- _Available data_
_ _ _ _

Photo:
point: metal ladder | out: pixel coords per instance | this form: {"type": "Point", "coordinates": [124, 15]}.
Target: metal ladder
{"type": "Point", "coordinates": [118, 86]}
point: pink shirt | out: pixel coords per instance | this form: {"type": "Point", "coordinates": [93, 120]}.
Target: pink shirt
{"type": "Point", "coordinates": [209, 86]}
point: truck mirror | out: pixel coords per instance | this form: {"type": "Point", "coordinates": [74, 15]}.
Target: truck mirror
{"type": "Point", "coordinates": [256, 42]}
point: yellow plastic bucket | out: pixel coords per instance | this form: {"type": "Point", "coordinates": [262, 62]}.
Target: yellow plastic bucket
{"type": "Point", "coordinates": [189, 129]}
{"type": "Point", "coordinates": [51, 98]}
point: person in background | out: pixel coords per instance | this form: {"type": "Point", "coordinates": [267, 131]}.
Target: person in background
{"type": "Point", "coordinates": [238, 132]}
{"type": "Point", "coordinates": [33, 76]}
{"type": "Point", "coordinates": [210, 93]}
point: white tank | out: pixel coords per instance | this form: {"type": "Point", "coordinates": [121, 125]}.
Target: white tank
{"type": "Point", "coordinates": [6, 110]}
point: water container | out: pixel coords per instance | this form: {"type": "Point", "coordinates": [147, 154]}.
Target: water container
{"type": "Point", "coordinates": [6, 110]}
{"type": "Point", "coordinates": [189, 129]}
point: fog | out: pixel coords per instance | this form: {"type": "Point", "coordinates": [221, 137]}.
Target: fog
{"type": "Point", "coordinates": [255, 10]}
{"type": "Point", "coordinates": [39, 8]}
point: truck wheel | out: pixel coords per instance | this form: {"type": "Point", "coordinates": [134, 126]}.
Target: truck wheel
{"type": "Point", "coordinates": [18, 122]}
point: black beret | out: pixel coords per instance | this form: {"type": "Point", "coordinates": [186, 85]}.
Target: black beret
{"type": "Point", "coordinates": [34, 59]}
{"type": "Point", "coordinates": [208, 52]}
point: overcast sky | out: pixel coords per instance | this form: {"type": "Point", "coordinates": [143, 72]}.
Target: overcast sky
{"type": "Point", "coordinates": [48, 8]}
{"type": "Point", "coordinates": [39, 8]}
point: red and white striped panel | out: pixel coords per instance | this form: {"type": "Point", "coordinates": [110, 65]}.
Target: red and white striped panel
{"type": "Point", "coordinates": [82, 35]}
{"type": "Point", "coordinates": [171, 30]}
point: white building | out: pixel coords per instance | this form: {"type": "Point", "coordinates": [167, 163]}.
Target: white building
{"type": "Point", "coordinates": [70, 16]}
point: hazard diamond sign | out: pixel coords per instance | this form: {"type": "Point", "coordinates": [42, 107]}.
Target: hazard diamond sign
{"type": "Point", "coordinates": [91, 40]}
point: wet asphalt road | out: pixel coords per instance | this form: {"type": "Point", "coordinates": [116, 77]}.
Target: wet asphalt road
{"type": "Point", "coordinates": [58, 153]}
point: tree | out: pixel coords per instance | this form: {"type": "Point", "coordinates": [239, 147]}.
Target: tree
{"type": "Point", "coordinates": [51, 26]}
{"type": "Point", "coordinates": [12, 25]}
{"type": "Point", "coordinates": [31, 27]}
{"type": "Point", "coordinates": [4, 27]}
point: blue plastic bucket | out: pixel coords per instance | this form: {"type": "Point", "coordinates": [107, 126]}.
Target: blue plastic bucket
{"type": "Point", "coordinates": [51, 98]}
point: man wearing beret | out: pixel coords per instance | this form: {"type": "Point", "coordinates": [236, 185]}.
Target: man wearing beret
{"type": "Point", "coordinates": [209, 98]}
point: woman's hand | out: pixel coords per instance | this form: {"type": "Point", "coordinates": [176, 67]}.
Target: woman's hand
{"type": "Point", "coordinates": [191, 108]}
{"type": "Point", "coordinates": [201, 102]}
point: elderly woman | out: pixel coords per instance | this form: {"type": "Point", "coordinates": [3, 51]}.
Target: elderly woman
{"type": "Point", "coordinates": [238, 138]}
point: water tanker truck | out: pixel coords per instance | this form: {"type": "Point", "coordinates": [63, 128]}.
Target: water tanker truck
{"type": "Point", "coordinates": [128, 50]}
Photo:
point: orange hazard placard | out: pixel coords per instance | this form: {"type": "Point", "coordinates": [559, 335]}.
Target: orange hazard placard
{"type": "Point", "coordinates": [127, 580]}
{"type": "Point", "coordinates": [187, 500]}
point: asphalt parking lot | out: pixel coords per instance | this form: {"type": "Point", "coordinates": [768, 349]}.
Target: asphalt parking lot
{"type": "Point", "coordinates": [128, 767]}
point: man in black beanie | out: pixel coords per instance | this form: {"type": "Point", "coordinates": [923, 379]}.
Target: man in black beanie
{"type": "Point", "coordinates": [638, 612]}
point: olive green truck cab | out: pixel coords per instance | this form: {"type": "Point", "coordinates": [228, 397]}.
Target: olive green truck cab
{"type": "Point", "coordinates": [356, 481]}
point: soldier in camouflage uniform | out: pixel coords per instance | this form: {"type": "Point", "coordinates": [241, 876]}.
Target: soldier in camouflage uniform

_ _ _ _

- _About this task_
Every line containing the word "camouflage" should be copied from the material.

- _Answer area_
point: soldier in camouflage uniform | out: pixel coords per instance | this form: {"type": "Point", "coordinates": [241, 876]}.
Target: soldier in camouflage uniform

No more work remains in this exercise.